Aim of the exercise:
From the passage below on young people depending on their parents, print word for word the stretch that begins at "Competency is gained" and stops after "vacuum of competence.".

It has been ear-piercing that sons and daughters of the rich people who muchly depend on their fathers’ or mothers’ wealth and do not go out to face survival challenges are the ones incapable of doing anything on their own, but now, with city life where breakfast, lunch and supper remain the burden of the owner of the house one stays in, the whole lot has also involved sons and daughters of the people of all classes.
It is an obligation of the parents to raise, educate, care, protect and train you on how to cope with dangers of life but as a child whose future is predictable, you still need to go out independently to work as a start to standing on your own feet. Among some of the things that are comfortably enjoyed but are somehow embarrassing are your parent’s reputation, wealth, leadership and many more that their presence with you denies your competence and question it that “why not you as a competent young person to achieve them at your time”.
Competency is gained best in exposure and interactions with different types of people in a funny style that you always need to become a much-time listener rather than a talker so as to drain much of what you need from those people, but take it from me honestly that it takes months or even years for other types of people to say what a young person can jot down in his/her notebook, and because of that, precautions are to be taken to avoid accumulating garbage information in your vacuum of competence.

Dataset rows:
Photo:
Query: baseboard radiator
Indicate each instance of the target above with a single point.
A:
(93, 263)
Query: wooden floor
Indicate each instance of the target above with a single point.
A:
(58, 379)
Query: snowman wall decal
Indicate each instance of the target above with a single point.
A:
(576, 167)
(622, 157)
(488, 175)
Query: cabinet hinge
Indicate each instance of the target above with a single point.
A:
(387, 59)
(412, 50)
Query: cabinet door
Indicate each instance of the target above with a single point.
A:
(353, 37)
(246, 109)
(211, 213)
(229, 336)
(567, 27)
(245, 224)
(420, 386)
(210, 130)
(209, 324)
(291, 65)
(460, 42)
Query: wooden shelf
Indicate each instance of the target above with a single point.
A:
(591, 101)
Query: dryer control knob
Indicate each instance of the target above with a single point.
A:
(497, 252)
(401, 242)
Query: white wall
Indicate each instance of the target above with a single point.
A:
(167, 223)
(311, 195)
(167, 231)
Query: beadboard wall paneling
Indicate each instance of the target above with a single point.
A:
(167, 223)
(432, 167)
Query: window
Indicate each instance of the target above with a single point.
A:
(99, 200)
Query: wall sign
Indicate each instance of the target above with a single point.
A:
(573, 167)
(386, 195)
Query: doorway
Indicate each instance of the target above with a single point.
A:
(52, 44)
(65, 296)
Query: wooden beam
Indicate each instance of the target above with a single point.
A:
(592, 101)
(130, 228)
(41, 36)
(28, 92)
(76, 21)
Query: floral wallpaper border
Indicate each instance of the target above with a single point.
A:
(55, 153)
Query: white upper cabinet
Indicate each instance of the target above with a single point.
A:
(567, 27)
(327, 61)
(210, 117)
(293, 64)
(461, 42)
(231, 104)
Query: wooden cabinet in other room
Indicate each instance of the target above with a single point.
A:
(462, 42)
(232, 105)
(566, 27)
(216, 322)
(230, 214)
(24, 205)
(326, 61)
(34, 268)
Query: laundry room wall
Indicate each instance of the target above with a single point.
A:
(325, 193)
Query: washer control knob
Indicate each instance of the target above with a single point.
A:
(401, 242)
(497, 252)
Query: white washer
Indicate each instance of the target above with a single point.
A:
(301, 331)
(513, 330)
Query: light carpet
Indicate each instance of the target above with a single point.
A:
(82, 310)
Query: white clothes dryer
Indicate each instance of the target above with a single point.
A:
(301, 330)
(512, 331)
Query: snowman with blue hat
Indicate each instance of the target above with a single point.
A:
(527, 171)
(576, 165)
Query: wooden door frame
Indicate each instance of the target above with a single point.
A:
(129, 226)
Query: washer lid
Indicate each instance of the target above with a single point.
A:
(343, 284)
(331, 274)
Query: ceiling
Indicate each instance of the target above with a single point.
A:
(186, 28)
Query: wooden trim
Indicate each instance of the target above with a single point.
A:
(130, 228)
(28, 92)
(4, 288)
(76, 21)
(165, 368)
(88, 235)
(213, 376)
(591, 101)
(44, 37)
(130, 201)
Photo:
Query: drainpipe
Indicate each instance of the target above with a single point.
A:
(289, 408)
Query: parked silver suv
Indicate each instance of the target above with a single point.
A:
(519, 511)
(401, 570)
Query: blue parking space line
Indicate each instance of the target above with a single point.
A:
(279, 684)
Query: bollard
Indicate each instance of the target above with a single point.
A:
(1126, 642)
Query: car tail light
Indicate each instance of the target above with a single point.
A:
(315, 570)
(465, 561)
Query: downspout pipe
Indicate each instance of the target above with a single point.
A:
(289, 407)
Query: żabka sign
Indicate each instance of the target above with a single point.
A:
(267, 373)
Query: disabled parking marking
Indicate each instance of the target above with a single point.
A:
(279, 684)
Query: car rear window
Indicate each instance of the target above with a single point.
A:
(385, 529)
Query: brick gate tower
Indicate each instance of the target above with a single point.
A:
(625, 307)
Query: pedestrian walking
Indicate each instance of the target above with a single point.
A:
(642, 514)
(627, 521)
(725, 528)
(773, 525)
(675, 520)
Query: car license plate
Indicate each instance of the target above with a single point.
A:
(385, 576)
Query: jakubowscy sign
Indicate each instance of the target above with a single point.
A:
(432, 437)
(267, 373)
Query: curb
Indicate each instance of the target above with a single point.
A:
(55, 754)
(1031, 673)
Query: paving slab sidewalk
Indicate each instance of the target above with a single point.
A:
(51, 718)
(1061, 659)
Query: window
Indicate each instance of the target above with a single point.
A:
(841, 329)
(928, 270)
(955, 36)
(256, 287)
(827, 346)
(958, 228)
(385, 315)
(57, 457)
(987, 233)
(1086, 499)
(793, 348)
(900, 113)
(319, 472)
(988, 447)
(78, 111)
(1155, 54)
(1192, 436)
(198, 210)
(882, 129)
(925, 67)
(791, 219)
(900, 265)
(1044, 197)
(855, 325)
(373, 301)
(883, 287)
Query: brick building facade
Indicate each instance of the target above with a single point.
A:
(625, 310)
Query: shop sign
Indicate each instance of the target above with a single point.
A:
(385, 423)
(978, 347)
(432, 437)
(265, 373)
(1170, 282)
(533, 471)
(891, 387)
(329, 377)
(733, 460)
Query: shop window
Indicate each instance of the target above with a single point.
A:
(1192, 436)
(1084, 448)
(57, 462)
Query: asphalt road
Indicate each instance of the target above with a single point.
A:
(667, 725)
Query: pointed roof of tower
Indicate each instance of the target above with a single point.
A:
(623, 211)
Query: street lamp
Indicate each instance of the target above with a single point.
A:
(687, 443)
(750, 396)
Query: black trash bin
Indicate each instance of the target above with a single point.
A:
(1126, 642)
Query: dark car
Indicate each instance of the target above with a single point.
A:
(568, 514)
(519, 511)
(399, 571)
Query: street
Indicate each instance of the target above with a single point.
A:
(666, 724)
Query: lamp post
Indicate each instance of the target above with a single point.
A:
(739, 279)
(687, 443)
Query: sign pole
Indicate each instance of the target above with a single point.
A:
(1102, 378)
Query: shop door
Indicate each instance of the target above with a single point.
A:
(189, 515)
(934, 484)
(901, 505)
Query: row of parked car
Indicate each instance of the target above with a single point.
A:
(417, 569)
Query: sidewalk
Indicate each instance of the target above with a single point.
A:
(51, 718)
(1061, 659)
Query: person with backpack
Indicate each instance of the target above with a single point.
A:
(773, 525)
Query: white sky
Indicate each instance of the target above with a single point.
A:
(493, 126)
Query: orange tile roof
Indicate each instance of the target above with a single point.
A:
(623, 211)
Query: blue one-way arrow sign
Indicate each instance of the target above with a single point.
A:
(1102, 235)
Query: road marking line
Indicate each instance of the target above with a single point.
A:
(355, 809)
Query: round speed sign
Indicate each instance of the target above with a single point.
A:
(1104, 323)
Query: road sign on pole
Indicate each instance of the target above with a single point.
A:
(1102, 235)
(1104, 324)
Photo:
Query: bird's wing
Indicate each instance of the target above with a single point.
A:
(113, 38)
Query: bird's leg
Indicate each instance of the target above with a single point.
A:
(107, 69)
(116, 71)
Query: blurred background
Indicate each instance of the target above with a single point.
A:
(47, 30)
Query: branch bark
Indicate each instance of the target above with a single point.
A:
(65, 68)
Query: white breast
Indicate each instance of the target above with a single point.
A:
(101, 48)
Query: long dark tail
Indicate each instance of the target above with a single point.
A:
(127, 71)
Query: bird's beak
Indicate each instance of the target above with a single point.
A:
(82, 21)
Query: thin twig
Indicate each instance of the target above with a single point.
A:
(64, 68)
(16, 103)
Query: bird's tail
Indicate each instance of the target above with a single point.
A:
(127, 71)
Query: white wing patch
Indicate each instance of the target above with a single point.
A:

Problem solution:
Competency is gained best in exposure and interactions with different types of people in a funny style that you always need to become a much-time listener rather than a talker so as to drain much of what you need from those people, but take it from me honestly that it takes months or even years for other types of people to say what a young person can jot down in his/her notebook, and because of that, precautions are to be taken to avoid accumulating garbage information in your vacuum of competence.